### What this exercise asks
1. In the geographic atrophy treatment overview, when did pegcetacoplan receive FDA approval for GA?
2. Rewrite the part of the geographic atrophy treatment overview that begins at the words "GA is an advanced" and stops after "irreversible vision loss.", swapping "irreversible" for "permanent".
3. Continue the geographic atrophy treatment overview from where it stops.

### Document excerpt
-------
GA is an advanced form of age-related macular degeneration (AMD) characterized by progressive retinal pigment epithelium (RPE) and photoreceptor loss, leading to irreversible vision loss.
Until recently, no effective treatments existed, making GA management.
FDA-Approved Treatments:
Pegcetacoplan: First FDA-approved treatment (February 2023) for GA, a complement C3 inhibitor administered via intravitreal injection.
Avacincaptad pegol: A C5 inhibitor, also approved for GA, showing complement inhibition as a key mechanism to slow GA progression.
High-yield: Know that these drugs target the complement pathway, a critical pathway in GA pathogenesis.
Clinical Trial Data:
Pegcetacoplan (DERBY and OAKS trials, phase 3):
Reduced GA growth by 16–22% over 24 months.
Absolute GA area reductions: 0.90 mm² and 0.74 mm² (OAKS); 0.75 mm² and 0.63 mm² (DERBY).
-------
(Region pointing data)

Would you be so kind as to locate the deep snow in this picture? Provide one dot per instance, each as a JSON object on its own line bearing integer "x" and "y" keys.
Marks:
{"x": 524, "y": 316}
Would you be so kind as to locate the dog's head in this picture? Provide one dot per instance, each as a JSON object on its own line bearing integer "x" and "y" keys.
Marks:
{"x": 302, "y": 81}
-------
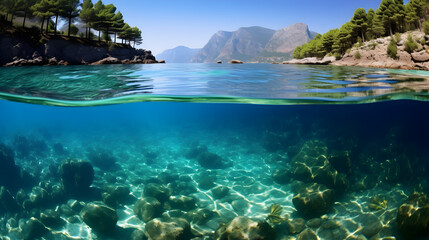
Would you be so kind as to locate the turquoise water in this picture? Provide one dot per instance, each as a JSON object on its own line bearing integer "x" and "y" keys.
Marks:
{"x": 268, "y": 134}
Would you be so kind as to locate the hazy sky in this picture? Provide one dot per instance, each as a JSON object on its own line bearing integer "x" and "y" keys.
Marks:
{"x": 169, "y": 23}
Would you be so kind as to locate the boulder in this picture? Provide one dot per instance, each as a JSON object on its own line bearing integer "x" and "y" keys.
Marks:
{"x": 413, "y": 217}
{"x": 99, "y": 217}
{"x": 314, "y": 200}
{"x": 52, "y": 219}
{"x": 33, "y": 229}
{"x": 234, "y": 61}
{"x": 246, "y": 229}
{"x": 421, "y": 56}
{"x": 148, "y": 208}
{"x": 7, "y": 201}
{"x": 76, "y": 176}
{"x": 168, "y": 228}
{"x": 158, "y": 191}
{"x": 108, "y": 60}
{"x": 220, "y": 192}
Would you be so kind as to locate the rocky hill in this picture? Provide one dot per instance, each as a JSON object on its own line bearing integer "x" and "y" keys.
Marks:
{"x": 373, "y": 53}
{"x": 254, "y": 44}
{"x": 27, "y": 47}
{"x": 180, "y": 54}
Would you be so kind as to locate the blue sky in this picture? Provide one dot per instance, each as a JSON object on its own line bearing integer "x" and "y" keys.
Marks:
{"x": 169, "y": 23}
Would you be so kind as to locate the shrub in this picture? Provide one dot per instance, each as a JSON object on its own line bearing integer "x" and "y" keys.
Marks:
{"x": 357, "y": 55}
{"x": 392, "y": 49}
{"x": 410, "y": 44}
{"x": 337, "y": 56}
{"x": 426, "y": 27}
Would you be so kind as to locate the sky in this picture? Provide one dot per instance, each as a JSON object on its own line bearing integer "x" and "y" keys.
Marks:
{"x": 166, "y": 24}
-------
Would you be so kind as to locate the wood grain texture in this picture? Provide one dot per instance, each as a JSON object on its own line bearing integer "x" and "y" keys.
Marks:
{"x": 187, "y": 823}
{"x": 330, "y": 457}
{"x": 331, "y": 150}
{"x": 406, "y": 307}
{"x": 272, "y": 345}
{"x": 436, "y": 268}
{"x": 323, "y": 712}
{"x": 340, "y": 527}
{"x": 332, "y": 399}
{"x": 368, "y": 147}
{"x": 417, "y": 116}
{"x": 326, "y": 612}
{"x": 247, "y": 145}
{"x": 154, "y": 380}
-------
### Answers to the exercise
1. February 2023

2.
GA is an advanced form of age-related macular degeneration (AMD) characterized by progressive retinal pigment epithelium (RPE) and photoreceptor loss, leading to permanent vision loss.

3.
Primary endpoint: Mean change in GA lesion area (anatomical, not functional), a testable point for exams.
Avacincaptad pegol (GATHER 1 and 2):
Reduced GA growth by 27% and 14% over 12 months.
Absolute difference: 0.056 mm² in mean GA growth compared to sham.
Limitations:
Trials did not distinguish between new lesion formation vs. existing lesion expansion, despite potentially different mechanisms.
No significant improvement in predefined visual function endpoints (e.g., visual acuity, microperimetry), though post hoc analyses suggested some functional benefits (hypothesis-generating only).
Mechanistic Insights:
Complement inhibition: Likely more effective for preventing new GA lesions (early-stage) than slowing existing lesion progression.
Genetic risk factors (highly testable):
ARMS2 and HTRA1: Increase risk for both GA incidence and expansion.
CFH: Affects GA incidence only.
C3: Raises GA risk but associated with slower expansion.
Safety Concerns:
Neovascularization: ~12% of pegcetacoplan-treated patients developed neovascular AMD, requiring additional anti-VEGF therapy.
Occlusive retinal vasculitis: Rare (1 per 10,000 injections) but serious; listed as an adverse effect for pegcetacoplan, not yet for avacincaptad pegol.
Frequent intravitreal injections: Increase risk of complications, a key concern for patient counseling on exams.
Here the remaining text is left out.